■ Extracted information:

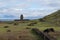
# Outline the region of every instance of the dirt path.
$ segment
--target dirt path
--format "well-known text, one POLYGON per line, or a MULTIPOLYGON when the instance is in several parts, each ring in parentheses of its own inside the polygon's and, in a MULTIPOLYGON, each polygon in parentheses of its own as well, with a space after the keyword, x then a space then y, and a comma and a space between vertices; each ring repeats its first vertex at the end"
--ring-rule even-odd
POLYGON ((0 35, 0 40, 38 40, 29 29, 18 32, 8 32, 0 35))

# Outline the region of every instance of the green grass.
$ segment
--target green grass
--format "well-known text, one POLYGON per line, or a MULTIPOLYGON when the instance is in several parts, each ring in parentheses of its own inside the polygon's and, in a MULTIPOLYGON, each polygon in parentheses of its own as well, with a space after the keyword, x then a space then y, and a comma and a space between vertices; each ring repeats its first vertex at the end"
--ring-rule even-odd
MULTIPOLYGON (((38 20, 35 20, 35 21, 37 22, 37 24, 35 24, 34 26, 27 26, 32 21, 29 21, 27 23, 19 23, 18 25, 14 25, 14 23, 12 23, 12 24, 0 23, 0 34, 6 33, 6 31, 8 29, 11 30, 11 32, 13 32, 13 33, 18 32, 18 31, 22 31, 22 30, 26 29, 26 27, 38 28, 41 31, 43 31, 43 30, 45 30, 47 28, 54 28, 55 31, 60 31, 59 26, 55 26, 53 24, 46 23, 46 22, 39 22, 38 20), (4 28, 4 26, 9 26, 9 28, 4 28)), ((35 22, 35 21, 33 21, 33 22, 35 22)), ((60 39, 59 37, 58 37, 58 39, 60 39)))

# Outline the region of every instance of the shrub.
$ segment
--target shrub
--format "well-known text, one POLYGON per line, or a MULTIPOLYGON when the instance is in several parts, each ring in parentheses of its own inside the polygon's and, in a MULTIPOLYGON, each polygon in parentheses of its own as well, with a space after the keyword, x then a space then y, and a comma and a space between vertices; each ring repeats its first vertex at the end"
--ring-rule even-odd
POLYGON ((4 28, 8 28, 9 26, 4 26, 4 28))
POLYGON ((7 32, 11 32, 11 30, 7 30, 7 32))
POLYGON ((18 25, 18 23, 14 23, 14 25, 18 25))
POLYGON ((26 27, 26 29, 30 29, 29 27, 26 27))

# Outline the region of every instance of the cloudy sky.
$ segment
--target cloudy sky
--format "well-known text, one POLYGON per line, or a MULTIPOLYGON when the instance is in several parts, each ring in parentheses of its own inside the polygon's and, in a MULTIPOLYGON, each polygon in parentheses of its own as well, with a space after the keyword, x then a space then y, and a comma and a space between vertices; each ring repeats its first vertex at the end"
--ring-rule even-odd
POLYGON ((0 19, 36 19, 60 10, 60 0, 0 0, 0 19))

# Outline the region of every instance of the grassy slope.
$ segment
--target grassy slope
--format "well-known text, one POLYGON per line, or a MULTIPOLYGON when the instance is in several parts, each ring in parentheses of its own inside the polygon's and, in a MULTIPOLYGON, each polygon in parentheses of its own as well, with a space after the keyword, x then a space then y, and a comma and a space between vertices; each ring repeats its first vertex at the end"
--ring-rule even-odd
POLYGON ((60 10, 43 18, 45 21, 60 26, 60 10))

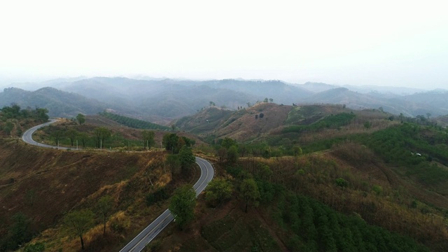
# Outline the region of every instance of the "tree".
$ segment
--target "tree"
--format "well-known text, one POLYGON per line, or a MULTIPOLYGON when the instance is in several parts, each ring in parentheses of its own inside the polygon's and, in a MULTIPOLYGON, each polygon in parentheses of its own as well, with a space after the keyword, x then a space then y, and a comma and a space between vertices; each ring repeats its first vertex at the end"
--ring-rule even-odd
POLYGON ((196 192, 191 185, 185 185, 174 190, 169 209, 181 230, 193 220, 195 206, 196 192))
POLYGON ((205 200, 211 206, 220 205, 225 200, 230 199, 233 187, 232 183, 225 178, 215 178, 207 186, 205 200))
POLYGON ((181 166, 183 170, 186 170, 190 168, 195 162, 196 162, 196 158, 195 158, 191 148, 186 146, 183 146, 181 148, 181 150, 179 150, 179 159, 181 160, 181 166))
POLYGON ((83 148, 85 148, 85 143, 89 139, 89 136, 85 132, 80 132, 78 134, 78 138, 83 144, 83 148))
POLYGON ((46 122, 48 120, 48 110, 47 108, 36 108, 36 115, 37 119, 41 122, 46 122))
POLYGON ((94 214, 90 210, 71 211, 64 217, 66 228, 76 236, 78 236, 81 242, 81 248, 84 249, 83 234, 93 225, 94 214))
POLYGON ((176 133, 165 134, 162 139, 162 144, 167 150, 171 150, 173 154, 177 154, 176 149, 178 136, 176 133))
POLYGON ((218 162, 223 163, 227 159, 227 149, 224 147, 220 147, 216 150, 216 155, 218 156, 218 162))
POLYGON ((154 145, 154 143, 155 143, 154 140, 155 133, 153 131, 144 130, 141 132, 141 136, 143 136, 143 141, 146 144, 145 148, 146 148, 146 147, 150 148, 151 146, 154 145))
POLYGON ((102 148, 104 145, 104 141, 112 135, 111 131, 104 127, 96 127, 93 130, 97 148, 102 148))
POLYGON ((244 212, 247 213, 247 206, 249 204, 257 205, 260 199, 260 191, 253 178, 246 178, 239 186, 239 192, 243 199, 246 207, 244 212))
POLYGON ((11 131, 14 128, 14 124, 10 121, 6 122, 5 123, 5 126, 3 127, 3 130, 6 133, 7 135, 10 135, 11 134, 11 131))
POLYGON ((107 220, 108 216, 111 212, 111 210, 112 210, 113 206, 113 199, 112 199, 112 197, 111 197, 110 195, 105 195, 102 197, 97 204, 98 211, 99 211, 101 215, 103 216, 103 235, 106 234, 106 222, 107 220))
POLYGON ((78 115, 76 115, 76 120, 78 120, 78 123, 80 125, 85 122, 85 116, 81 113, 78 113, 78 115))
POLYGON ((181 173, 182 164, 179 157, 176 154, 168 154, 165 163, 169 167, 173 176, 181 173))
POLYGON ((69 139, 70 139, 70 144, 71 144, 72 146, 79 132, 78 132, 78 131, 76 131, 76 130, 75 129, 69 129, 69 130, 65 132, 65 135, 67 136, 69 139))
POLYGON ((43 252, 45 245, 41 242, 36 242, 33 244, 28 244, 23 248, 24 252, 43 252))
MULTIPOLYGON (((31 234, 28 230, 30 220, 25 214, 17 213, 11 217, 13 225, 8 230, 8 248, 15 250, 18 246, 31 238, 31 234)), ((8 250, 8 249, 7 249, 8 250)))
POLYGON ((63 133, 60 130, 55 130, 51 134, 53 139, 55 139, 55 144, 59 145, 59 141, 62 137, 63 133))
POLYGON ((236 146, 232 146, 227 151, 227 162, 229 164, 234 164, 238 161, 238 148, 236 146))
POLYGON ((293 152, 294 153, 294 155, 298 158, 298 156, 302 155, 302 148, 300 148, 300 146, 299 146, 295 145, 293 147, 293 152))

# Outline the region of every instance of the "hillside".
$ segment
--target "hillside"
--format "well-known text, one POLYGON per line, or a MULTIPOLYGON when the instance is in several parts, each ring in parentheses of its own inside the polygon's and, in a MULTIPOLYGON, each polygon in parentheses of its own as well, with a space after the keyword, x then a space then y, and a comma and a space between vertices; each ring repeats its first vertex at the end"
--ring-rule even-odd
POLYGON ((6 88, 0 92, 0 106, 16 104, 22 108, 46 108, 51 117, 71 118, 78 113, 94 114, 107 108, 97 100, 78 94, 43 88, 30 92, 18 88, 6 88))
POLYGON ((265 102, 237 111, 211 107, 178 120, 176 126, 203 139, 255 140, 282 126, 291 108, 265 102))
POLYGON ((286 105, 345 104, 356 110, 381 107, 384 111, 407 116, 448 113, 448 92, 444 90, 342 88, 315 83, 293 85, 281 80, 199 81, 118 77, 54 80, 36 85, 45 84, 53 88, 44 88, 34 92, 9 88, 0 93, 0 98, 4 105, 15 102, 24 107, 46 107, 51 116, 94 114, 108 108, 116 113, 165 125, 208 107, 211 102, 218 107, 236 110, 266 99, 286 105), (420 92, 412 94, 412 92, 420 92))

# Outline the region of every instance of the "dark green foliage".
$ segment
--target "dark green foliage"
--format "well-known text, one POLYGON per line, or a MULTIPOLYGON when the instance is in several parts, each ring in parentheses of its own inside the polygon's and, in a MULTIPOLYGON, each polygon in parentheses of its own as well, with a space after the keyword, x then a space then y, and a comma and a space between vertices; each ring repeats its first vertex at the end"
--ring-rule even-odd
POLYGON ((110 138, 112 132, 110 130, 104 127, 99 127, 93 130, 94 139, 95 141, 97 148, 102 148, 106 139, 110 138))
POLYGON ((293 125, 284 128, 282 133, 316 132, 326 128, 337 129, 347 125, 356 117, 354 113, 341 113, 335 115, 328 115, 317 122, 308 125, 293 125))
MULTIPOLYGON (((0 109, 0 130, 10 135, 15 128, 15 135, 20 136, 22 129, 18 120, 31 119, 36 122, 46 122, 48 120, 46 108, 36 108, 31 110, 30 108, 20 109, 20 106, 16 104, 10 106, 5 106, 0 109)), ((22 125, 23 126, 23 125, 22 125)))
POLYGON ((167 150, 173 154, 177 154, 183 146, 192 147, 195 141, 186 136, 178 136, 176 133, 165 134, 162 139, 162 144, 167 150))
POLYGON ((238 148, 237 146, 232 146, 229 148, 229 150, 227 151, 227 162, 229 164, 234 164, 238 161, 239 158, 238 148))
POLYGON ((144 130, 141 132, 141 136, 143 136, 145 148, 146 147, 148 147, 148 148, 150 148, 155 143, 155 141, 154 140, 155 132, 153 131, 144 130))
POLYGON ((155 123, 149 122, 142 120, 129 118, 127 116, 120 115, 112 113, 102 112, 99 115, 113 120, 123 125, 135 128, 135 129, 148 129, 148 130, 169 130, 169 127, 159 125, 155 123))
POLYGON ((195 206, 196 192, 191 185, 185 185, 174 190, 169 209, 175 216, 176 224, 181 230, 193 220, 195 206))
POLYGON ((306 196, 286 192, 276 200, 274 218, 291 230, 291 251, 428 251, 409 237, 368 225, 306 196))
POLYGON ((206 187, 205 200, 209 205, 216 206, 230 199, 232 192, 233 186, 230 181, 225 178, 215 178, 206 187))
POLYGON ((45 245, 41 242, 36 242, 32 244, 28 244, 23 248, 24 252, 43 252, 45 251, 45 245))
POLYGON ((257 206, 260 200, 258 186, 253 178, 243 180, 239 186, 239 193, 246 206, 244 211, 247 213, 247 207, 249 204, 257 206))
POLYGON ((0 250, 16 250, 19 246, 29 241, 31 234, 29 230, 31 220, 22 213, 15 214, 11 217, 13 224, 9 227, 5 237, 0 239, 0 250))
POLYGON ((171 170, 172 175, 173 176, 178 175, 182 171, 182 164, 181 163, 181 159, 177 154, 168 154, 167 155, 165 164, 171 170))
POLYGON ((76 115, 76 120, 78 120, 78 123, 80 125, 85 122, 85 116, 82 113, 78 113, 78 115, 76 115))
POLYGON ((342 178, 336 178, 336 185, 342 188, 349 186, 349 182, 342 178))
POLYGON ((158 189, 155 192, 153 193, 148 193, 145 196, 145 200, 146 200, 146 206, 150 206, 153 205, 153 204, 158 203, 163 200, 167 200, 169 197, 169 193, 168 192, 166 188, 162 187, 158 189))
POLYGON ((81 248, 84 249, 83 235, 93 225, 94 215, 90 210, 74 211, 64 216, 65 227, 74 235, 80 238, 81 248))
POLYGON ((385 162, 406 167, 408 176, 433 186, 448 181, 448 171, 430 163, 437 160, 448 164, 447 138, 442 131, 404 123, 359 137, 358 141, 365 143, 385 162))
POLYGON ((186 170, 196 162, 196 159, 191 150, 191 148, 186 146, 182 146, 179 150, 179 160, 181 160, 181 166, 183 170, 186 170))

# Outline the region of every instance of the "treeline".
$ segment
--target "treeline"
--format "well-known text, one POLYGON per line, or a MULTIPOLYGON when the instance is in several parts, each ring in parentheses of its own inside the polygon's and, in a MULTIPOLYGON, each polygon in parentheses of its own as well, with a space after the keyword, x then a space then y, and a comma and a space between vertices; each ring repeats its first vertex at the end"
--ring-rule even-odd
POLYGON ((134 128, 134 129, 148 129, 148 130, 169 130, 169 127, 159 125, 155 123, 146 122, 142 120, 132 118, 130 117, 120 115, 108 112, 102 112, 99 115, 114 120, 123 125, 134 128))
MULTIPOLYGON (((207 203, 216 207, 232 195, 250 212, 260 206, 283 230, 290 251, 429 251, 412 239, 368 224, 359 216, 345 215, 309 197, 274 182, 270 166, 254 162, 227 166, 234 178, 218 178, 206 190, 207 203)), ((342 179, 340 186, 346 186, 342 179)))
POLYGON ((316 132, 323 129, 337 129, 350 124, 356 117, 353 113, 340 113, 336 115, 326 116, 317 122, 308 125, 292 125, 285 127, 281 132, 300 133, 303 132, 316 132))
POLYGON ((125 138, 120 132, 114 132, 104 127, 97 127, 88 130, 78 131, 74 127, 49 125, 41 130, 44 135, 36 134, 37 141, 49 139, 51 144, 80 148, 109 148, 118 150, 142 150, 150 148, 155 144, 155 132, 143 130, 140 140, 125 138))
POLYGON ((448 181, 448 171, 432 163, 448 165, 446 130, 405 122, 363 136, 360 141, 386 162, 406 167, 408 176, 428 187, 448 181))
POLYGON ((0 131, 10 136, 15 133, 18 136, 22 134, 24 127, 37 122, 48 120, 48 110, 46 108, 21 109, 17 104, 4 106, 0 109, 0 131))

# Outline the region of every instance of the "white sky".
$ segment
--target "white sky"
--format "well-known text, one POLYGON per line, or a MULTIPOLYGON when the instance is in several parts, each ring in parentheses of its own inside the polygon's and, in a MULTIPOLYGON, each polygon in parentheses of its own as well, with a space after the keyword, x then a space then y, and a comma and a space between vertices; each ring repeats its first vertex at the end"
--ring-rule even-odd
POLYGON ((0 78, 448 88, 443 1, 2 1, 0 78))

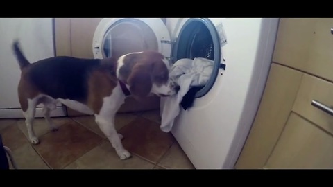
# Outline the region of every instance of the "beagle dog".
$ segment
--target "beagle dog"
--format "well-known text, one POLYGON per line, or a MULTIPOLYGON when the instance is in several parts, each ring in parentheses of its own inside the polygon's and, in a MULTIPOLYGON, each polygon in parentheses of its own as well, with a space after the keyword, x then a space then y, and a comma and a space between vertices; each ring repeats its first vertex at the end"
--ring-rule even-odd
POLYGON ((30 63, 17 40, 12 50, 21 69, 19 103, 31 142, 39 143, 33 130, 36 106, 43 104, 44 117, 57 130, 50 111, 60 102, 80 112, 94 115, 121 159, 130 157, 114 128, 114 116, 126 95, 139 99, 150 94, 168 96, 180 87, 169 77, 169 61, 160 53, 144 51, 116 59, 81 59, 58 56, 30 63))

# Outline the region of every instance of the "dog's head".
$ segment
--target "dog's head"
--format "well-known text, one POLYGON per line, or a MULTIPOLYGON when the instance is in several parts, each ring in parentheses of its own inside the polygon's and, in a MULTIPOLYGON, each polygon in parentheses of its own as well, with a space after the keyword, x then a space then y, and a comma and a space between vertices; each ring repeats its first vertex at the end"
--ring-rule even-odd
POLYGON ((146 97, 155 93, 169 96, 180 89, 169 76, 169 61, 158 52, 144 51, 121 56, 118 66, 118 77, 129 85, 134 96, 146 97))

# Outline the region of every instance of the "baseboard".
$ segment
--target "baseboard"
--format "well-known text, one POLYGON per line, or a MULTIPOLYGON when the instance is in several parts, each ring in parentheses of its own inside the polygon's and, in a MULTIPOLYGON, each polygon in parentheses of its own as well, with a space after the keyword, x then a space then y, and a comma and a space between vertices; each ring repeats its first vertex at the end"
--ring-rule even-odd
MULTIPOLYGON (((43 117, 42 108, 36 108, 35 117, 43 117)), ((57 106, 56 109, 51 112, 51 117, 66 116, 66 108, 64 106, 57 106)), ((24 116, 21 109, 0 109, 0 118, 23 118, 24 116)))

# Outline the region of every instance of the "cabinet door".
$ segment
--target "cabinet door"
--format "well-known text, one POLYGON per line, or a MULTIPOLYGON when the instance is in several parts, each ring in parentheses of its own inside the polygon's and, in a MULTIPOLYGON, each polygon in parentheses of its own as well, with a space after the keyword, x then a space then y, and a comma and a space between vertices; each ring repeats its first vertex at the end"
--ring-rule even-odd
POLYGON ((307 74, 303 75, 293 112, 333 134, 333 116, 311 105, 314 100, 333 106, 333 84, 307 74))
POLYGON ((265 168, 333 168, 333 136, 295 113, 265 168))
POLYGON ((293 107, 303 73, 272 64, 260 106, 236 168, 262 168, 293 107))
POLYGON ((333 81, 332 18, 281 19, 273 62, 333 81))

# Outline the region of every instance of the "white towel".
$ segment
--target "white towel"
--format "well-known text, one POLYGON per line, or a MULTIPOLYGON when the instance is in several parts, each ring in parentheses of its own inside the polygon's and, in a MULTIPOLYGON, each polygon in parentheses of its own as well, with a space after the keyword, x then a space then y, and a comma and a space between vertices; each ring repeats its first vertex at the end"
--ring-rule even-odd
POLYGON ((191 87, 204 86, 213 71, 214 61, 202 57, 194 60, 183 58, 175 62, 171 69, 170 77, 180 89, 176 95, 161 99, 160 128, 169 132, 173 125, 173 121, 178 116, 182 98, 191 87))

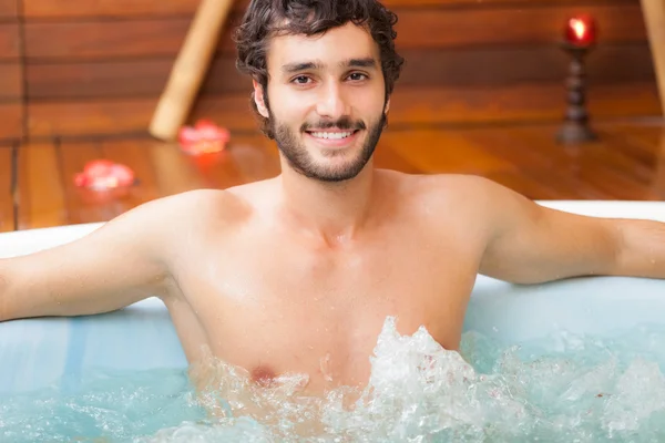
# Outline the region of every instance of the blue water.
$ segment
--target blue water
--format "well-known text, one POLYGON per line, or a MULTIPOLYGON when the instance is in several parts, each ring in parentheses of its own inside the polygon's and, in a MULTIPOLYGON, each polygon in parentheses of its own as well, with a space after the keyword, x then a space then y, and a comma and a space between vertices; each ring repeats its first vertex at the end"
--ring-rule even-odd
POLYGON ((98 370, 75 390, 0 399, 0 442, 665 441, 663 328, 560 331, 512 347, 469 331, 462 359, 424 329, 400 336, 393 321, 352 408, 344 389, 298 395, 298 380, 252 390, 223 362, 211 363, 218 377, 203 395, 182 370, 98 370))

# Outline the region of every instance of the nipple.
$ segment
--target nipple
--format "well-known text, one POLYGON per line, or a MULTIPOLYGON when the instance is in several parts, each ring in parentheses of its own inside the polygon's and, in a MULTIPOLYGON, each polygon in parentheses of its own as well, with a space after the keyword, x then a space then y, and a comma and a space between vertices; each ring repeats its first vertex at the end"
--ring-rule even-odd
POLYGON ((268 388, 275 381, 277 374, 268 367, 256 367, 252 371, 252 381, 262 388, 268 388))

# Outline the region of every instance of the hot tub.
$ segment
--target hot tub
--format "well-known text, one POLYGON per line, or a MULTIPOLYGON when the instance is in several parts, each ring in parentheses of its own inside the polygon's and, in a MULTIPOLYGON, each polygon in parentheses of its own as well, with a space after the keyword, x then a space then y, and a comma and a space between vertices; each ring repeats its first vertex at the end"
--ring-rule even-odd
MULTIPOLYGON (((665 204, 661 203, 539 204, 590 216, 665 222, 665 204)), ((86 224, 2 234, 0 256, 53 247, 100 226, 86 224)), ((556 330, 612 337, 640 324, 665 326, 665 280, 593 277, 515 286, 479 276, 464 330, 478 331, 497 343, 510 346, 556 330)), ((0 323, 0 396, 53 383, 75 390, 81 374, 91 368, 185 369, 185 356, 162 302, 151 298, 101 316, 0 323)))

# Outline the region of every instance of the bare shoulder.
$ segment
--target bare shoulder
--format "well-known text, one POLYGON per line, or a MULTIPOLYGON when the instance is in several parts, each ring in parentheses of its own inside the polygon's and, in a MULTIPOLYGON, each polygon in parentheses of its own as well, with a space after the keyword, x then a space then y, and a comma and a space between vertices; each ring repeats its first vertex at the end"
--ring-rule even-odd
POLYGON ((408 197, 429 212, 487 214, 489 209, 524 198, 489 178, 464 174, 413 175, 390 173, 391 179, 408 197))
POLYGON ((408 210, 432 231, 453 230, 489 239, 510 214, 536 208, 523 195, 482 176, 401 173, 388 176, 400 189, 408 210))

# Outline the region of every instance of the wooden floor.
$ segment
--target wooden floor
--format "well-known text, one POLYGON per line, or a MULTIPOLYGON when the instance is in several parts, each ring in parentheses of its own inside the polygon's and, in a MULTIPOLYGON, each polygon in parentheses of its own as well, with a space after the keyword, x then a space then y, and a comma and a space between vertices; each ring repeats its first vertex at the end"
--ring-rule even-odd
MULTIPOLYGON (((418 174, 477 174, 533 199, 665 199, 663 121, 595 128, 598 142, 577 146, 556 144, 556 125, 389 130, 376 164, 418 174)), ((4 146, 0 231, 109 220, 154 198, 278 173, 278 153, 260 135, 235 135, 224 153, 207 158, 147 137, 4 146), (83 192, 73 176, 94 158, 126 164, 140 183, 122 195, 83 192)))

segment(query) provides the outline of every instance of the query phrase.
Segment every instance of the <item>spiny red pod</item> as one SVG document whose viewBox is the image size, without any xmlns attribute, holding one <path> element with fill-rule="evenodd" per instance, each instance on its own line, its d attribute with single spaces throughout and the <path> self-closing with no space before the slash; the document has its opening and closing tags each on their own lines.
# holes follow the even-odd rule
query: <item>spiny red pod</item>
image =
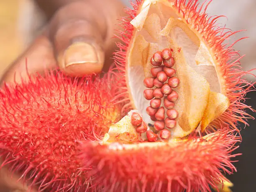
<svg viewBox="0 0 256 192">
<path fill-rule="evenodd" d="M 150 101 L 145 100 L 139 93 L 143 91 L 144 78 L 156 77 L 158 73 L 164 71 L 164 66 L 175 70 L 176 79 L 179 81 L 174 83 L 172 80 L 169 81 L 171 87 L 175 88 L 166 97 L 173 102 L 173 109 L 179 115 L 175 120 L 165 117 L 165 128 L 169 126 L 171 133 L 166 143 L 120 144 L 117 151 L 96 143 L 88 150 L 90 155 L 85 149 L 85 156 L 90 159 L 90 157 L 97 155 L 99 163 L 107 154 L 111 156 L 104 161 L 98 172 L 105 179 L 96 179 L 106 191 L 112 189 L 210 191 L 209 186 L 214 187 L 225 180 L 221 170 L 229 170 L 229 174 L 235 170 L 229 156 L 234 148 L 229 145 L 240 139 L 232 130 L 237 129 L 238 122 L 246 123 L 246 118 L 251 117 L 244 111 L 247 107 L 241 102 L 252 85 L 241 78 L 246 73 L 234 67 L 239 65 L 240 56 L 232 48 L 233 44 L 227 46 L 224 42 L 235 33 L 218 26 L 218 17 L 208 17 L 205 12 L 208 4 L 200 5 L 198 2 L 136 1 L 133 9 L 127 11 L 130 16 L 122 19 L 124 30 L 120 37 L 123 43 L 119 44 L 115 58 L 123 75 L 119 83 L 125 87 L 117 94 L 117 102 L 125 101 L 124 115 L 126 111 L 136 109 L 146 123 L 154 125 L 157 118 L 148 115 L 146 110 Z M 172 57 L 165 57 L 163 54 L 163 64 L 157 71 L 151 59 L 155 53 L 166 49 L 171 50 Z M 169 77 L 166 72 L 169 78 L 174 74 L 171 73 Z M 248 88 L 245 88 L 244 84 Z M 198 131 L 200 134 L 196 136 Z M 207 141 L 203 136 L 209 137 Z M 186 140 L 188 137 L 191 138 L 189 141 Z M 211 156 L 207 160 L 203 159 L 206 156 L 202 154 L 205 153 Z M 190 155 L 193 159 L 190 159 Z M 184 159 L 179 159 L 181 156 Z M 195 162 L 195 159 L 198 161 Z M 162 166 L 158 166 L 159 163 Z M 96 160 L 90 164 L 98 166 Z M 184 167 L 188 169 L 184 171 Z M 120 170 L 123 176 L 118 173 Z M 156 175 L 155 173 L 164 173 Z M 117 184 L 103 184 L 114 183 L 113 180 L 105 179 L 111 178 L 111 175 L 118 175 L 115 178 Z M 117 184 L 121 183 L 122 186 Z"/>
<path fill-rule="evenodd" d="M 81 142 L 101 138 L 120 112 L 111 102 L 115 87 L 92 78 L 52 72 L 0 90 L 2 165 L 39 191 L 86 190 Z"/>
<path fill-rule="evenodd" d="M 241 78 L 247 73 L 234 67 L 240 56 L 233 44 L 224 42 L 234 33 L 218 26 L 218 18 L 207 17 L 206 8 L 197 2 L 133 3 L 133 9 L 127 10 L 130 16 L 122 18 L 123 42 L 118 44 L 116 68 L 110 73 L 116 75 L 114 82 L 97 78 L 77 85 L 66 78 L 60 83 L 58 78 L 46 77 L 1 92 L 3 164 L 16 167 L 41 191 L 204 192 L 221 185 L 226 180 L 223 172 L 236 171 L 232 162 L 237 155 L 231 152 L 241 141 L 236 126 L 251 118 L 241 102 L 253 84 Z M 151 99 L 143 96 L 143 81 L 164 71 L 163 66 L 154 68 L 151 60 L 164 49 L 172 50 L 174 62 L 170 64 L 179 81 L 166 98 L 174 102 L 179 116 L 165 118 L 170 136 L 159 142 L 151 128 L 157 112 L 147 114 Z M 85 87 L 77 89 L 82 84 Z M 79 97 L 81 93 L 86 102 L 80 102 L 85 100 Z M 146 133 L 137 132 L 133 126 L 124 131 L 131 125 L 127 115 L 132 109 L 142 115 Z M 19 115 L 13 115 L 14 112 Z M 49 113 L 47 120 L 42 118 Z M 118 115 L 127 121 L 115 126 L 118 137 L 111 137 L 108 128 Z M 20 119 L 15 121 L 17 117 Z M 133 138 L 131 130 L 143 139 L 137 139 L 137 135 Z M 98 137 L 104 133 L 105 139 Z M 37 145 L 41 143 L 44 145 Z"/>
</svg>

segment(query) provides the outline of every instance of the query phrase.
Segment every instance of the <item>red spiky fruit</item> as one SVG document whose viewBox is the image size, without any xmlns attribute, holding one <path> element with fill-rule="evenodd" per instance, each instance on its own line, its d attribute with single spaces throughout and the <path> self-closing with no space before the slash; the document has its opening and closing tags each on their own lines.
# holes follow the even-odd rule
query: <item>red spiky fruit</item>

■ What is needed:
Starting at the line that contains "# Outline the region of every instance of the blue" and ending after the line that contains "POLYGON ((268 388, 275", reproduce that part of the listing with "blue water" changed to "open water" and nothing else altered.

■ Answer to the task:
# Outline the region of every instance of the open water.
$ segment
--target open water
--format "well-known text, one POLYGON per line, or a MULTIPOLYGON when the instance is in several parts, each ring in parentheses of its own inside the polygon's and, in a MULTIPOLYGON, each polygon in parentheses of its own as well, with a space after the keyword, x then a space then y, and a comma and a space between vertices; each ring repeats its first vertex at the end"
--ring-rule even-odd
POLYGON ((98 370, 75 390, 0 399, 0 442, 665 441, 663 328, 560 331, 512 347, 469 331, 462 359, 424 329, 400 336, 393 321, 352 408, 344 389, 298 395, 298 380, 252 390, 223 362, 211 363, 218 377, 203 395, 182 370, 98 370))

# Outline the region of every instance of the nipple.
$ segment
--target nipple
--format "well-known text, one POLYGON per line, or a MULTIPOLYGON when the instance is in several parts, each ring in parentheses of its own inside the polygon's and, in a MULTIPOLYGON, each polygon in parentheses of its own as well, with a space after the keyword, x then a space then y, and a comma and a space between vertices; each ring repeats its first vertex at the end"
--ring-rule even-odd
POLYGON ((268 388, 275 381, 277 374, 268 367, 256 367, 252 371, 252 381, 262 388, 268 388))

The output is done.